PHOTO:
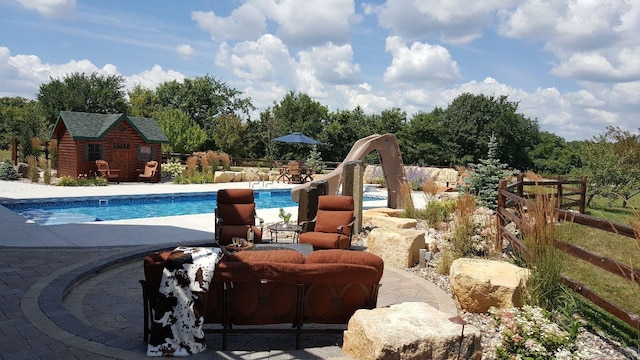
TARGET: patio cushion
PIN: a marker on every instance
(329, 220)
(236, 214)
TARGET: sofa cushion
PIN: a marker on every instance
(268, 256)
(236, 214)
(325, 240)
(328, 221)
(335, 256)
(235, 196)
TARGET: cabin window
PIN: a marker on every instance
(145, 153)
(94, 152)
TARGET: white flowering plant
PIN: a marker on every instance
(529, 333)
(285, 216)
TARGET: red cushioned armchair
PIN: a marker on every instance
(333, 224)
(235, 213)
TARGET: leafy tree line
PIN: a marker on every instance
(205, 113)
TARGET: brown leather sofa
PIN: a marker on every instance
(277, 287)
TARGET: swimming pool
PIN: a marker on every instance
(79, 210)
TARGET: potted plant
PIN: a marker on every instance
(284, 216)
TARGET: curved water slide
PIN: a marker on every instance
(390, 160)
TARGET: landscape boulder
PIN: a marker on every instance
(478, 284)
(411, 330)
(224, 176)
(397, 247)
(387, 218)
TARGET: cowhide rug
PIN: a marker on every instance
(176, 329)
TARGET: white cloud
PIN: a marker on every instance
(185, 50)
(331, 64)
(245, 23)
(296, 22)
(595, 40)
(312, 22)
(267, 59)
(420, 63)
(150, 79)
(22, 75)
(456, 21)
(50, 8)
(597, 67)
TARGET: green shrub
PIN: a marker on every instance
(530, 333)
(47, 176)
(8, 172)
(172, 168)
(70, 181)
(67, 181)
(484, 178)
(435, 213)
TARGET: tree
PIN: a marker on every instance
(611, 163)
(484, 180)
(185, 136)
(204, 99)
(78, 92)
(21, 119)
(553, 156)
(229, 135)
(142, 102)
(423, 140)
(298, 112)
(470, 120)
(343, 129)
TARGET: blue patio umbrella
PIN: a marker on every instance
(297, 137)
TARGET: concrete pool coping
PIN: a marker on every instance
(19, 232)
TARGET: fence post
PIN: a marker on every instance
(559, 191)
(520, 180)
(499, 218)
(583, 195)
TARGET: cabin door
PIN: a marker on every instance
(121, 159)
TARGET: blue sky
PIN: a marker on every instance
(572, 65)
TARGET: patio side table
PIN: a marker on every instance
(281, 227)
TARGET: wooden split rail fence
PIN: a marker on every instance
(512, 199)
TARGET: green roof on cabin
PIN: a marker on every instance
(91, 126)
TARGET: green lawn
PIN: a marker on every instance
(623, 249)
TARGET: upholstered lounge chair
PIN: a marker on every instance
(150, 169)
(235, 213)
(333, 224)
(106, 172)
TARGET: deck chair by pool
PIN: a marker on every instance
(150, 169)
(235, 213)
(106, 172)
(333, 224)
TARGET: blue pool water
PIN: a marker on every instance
+ + + + +
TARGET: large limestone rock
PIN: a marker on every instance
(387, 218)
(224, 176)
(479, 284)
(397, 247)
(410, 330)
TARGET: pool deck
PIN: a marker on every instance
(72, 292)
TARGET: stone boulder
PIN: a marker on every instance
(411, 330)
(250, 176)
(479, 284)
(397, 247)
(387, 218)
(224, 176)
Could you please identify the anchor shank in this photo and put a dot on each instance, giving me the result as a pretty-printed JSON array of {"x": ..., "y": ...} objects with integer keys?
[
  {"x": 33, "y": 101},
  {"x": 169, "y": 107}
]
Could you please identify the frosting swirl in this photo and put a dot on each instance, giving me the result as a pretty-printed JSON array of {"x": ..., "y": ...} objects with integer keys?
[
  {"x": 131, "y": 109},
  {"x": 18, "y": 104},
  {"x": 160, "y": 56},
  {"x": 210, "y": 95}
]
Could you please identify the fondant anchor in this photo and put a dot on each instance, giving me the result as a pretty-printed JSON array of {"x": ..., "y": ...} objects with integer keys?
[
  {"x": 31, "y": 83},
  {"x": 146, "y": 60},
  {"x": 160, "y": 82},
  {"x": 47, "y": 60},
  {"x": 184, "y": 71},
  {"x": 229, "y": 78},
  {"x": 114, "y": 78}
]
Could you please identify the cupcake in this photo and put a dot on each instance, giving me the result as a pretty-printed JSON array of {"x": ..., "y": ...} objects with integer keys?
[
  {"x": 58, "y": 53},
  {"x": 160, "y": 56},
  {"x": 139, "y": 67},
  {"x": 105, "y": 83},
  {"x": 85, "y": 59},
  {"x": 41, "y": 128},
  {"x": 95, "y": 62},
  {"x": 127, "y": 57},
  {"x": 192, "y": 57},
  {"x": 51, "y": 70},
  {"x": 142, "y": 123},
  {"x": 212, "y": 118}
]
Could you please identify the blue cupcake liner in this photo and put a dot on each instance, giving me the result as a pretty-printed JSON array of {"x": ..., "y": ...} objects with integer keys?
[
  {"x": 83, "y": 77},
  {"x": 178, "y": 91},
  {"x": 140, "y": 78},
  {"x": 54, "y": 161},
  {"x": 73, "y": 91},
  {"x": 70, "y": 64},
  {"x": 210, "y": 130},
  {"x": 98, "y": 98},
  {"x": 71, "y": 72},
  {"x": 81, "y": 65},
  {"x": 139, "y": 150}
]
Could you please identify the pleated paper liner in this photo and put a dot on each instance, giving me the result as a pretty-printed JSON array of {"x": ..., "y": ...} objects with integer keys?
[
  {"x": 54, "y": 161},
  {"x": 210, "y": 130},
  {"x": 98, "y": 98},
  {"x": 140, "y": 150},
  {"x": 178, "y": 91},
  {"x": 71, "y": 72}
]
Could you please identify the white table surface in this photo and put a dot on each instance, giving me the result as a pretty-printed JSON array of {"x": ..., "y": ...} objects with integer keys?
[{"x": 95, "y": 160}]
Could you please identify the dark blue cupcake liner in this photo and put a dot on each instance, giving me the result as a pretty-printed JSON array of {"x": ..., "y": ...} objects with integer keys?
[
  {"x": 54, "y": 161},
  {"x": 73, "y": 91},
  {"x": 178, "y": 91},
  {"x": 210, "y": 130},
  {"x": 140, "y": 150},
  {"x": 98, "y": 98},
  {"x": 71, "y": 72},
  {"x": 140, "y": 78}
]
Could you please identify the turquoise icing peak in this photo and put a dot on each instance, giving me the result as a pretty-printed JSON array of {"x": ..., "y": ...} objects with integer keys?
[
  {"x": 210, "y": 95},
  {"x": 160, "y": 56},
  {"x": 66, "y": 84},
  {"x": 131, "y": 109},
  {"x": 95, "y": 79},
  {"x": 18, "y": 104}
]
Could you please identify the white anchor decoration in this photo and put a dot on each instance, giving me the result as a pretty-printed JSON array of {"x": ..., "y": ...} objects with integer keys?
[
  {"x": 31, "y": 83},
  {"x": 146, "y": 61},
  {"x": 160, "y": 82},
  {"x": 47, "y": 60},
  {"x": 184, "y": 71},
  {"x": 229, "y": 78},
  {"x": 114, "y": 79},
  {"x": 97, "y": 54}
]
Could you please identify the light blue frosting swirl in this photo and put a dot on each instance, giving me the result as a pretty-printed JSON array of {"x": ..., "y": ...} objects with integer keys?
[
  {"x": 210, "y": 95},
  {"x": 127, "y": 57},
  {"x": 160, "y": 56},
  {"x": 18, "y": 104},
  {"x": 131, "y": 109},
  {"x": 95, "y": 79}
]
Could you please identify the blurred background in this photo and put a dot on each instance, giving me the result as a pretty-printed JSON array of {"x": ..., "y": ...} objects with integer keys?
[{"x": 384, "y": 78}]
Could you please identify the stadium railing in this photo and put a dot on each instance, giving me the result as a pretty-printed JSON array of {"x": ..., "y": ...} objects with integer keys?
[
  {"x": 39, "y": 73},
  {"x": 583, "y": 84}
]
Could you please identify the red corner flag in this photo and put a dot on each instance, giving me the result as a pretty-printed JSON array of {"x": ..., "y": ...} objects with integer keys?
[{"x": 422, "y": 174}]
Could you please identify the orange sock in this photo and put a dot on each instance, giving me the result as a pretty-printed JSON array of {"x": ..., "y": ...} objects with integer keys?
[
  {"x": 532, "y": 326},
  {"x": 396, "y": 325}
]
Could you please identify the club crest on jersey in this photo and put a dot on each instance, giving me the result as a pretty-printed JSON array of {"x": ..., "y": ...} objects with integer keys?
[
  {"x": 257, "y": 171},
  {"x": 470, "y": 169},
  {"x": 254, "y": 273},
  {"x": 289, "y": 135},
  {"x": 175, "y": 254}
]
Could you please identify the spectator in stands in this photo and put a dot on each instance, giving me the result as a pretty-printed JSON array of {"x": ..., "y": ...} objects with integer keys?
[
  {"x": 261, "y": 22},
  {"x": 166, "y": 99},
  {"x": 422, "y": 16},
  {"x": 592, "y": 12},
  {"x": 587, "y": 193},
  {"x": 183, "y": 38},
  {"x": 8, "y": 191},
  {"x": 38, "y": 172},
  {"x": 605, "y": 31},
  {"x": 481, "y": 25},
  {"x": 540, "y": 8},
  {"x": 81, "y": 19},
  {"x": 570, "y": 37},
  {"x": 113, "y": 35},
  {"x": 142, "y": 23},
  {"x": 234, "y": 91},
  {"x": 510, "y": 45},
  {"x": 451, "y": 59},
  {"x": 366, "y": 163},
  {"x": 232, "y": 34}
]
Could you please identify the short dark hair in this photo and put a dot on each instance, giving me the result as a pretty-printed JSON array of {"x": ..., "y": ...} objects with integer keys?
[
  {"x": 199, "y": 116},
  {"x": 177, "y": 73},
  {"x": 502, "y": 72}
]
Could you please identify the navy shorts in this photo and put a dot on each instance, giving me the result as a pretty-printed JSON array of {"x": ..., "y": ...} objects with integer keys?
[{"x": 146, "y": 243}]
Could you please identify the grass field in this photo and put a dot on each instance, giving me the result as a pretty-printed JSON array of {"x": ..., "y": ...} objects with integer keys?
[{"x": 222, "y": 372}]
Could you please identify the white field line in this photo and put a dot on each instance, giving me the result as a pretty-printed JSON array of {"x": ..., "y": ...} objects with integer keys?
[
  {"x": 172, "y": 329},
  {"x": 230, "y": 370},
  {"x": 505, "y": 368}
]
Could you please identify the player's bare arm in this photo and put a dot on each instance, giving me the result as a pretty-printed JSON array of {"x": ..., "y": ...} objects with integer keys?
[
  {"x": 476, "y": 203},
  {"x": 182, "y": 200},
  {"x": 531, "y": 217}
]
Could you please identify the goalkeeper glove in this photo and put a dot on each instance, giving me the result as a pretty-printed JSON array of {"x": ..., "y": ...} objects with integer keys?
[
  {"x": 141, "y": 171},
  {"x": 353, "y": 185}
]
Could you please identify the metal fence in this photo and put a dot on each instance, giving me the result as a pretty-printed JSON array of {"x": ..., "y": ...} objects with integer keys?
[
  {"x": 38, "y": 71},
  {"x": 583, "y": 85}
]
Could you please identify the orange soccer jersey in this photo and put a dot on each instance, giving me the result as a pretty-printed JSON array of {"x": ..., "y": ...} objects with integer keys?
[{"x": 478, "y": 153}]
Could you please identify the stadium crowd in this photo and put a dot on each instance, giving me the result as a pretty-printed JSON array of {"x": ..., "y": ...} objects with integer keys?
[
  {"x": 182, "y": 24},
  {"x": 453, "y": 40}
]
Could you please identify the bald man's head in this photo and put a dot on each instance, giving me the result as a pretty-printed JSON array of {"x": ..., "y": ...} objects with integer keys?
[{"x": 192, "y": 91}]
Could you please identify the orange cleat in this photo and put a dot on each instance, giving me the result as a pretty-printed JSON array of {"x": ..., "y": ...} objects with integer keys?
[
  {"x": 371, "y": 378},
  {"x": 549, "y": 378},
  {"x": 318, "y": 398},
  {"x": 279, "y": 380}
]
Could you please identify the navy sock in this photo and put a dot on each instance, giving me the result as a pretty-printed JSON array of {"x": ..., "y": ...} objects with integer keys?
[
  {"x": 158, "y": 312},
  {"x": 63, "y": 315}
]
+ + + + +
#### HOW TO COMPLETE THIS TASK:
Across all of the material above, how many lines contain the word "green"? Only the number should be given.

#### RESULT OF THIS EXERCISE:
3